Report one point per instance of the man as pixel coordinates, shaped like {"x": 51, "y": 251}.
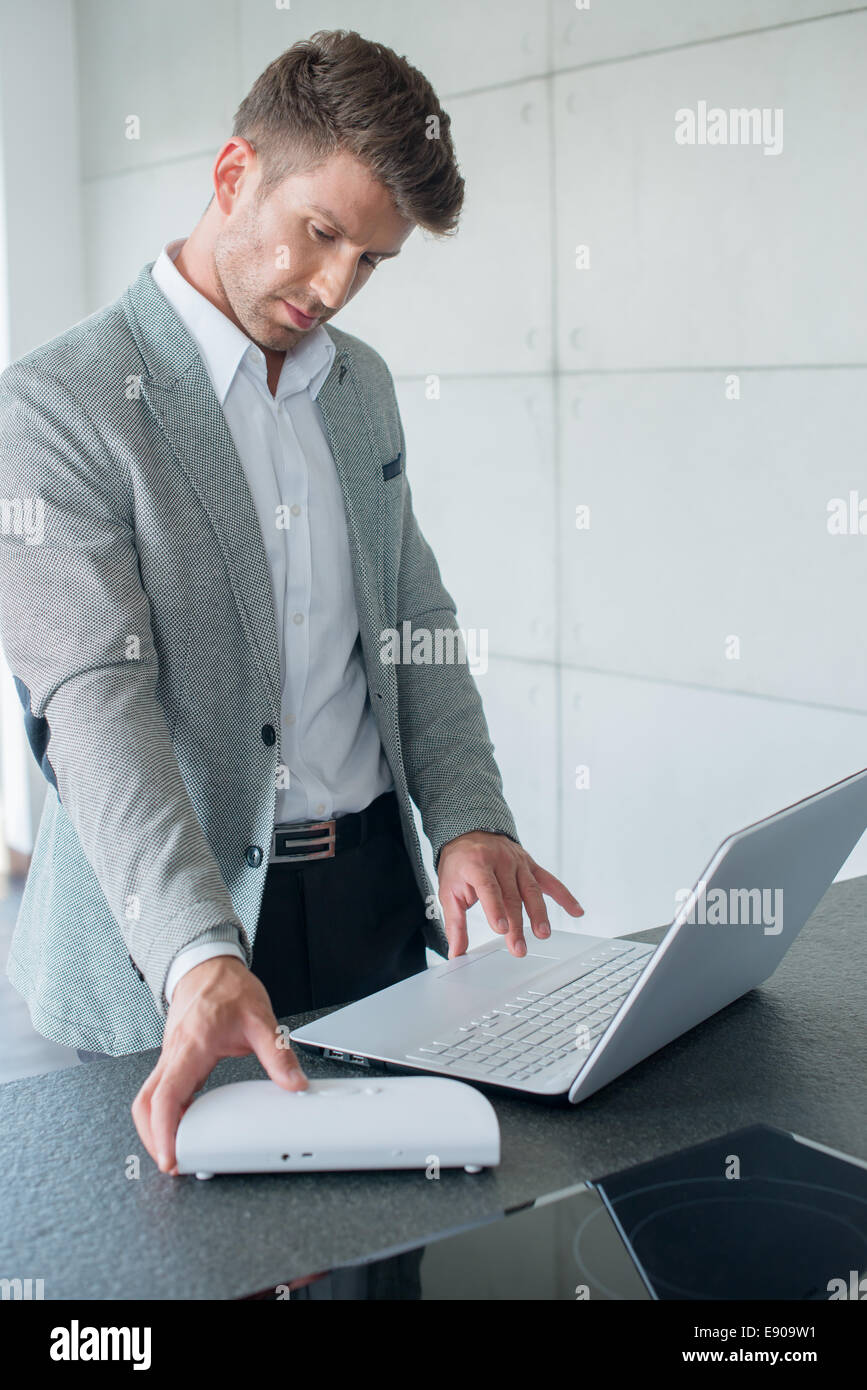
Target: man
{"x": 221, "y": 531}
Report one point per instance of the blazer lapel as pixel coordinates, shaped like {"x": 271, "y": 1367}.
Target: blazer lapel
{"x": 346, "y": 416}
{"x": 181, "y": 396}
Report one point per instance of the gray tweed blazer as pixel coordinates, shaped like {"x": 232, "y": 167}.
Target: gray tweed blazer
{"x": 138, "y": 620}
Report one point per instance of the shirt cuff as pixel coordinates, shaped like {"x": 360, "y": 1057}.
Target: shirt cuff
{"x": 193, "y": 955}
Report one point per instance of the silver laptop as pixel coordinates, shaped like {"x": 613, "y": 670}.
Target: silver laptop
{"x": 577, "y": 1011}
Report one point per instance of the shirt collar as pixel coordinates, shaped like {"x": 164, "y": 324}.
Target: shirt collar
{"x": 224, "y": 346}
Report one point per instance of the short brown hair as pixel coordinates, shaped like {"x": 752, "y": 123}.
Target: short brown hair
{"x": 341, "y": 92}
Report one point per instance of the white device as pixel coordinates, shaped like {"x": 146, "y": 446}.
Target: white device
{"x": 338, "y": 1125}
{"x": 577, "y": 1011}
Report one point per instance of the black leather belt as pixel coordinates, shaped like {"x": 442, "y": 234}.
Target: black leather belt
{"x": 302, "y": 840}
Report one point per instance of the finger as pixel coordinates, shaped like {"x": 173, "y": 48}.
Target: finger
{"x": 502, "y": 905}
{"x": 279, "y": 1061}
{"x": 184, "y": 1073}
{"x": 141, "y": 1109}
{"x": 455, "y": 923}
{"x": 556, "y": 890}
{"x": 534, "y": 902}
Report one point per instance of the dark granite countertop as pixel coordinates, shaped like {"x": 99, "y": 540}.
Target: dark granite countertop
{"x": 789, "y": 1054}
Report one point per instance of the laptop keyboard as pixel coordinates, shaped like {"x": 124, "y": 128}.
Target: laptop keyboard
{"x": 541, "y": 1034}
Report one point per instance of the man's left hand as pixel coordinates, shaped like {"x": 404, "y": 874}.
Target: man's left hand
{"x": 491, "y": 869}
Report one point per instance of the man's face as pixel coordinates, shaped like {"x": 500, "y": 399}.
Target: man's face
{"x": 311, "y": 243}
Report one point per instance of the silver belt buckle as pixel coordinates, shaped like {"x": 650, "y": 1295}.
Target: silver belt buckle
{"x": 328, "y": 838}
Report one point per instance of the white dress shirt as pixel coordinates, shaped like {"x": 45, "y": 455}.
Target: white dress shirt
{"x": 332, "y": 755}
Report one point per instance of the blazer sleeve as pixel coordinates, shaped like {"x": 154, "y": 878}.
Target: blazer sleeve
{"x": 446, "y": 747}
{"x": 75, "y": 626}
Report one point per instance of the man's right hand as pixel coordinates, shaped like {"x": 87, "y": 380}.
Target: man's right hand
{"x": 218, "y": 1009}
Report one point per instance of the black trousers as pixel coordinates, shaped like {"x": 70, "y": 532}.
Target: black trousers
{"x": 334, "y": 930}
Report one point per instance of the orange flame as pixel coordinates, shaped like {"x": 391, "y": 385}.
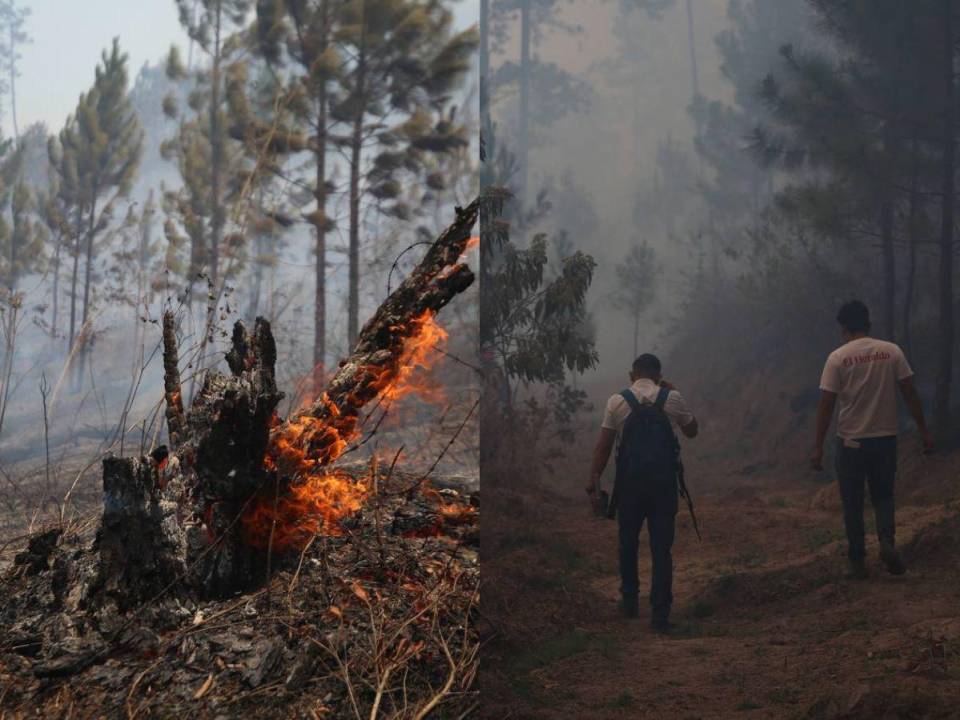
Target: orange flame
{"x": 319, "y": 497}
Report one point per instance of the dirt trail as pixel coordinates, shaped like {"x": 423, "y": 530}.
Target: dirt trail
{"x": 768, "y": 625}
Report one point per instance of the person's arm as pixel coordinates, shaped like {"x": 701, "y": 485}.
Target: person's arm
{"x": 828, "y": 401}
{"x": 601, "y": 454}
{"x": 912, "y": 400}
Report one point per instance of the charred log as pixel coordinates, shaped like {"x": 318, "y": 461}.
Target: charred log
{"x": 176, "y": 520}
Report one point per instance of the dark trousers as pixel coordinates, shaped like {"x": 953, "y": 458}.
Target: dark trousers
{"x": 875, "y": 462}
{"x": 660, "y": 514}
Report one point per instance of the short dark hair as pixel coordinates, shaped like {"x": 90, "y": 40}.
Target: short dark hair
{"x": 647, "y": 365}
{"x": 854, "y": 316}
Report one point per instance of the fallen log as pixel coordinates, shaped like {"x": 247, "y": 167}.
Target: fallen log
{"x": 205, "y": 515}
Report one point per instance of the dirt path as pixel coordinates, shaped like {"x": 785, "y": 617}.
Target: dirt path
{"x": 768, "y": 625}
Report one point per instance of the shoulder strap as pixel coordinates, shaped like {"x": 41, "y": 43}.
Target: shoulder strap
{"x": 631, "y": 400}
{"x": 662, "y": 398}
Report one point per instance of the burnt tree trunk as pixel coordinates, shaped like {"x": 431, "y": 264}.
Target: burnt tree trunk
{"x": 174, "y": 520}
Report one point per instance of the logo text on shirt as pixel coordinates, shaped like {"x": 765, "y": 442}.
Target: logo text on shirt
{"x": 865, "y": 359}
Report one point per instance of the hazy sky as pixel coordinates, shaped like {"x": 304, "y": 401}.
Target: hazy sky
{"x": 69, "y": 35}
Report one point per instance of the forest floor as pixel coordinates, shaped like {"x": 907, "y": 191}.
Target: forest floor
{"x": 768, "y": 625}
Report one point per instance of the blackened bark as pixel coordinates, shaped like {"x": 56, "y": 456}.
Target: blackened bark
{"x": 941, "y": 409}
{"x": 171, "y": 381}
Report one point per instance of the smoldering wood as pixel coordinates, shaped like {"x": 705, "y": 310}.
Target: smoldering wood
{"x": 181, "y": 514}
{"x": 436, "y": 280}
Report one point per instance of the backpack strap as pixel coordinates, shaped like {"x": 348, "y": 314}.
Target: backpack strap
{"x": 631, "y": 400}
{"x": 635, "y": 404}
{"x": 662, "y": 398}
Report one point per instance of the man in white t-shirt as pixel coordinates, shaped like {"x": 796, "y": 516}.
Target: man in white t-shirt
{"x": 648, "y": 491}
{"x": 862, "y": 377}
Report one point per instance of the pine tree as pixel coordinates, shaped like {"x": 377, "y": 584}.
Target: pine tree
{"x": 96, "y": 158}
{"x": 215, "y": 31}
{"x": 403, "y": 61}
{"x": 12, "y": 37}
{"x": 299, "y": 36}
{"x": 636, "y": 275}
{"x": 22, "y": 240}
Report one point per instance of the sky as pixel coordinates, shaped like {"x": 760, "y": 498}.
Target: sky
{"x": 70, "y": 35}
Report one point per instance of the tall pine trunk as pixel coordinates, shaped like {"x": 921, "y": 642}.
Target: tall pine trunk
{"x": 889, "y": 270}
{"x": 13, "y": 82}
{"x": 320, "y": 224}
{"x": 56, "y": 285}
{"x": 356, "y": 151}
{"x": 216, "y": 154}
{"x": 913, "y": 216}
{"x": 484, "y": 63}
{"x": 87, "y": 281}
{"x": 941, "y": 408}
{"x": 74, "y": 278}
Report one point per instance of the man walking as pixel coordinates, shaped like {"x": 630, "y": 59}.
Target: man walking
{"x": 646, "y": 481}
{"x": 864, "y": 374}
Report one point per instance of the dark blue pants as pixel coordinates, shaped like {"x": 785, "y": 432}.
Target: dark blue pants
{"x": 873, "y": 463}
{"x": 660, "y": 514}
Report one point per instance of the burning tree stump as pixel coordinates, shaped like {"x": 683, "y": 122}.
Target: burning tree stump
{"x": 205, "y": 514}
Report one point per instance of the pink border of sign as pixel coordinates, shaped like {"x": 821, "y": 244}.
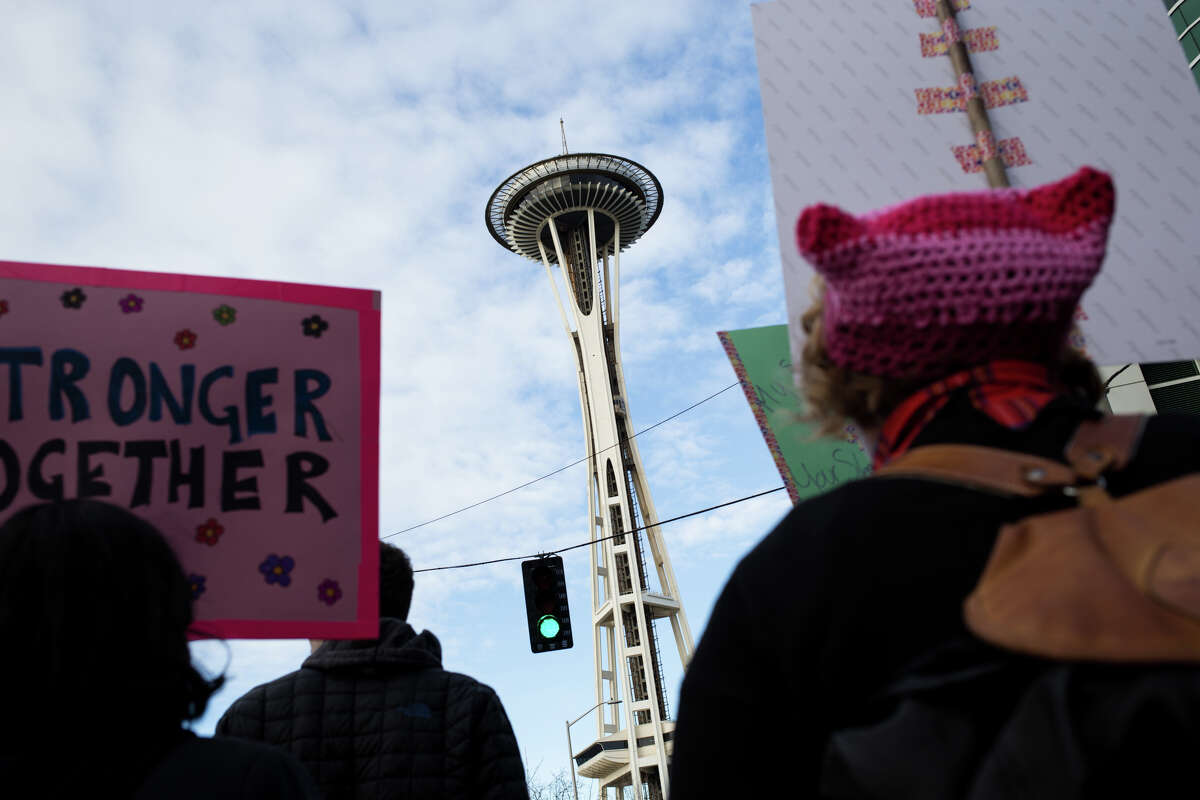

§ §

— What the task asks —
Taking the records above, retype every line from the one with "Target: silver laptop" down to the one with "Report one point per instance of the man's face", exactly and with nothing else.

— Task solution —
Target: silver laptop
{"x": 577, "y": 1011}
Report one point per instance of the shirt collar as pixel coordinates, shaped like {"x": 164, "y": 324}.
Target: shirt collar
{"x": 224, "y": 346}
Report one point per instance of the short brown hair as pixel coordinates, shaped like {"x": 752, "y": 123}.
Target: short brown hair
{"x": 341, "y": 92}
Report one point per instance of the white device as pixel coordinates, shaped like {"x": 146, "y": 446}.
Target: white device
{"x": 338, "y": 1125}
{"x": 577, "y": 1011}
Report one point per instance of the black leather belt as pixel coordinates, shaped like {"x": 442, "y": 234}.
Target: black leather belt
{"x": 302, "y": 840}
Report one point per instance of the finger as pixel coordinates, shaped like {"x": 173, "y": 48}.
Target: finger
{"x": 502, "y": 905}
{"x": 279, "y": 1061}
{"x": 184, "y": 1073}
{"x": 141, "y": 1109}
{"x": 455, "y": 923}
{"x": 556, "y": 890}
{"x": 534, "y": 902}
Report one point per instance of the dark granite countertop as pixel coordinates, shaped like {"x": 99, "y": 540}.
Target: dark granite countertop
{"x": 789, "y": 1054}
Report one point per instance of the laptop keyboard as pixel coordinates, shaped like {"x": 124, "y": 128}.
Target: laptop keyboard
{"x": 541, "y": 1034}
Report one point per instance of the man's left hand as pixel coordinates, shaped like {"x": 404, "y": 874}.
Target: man's left hand
{"x": 491, "y": 869}
Report one point per instance of the man's face as pixel coordinates, shaped like {"x": 500, "y": 399}.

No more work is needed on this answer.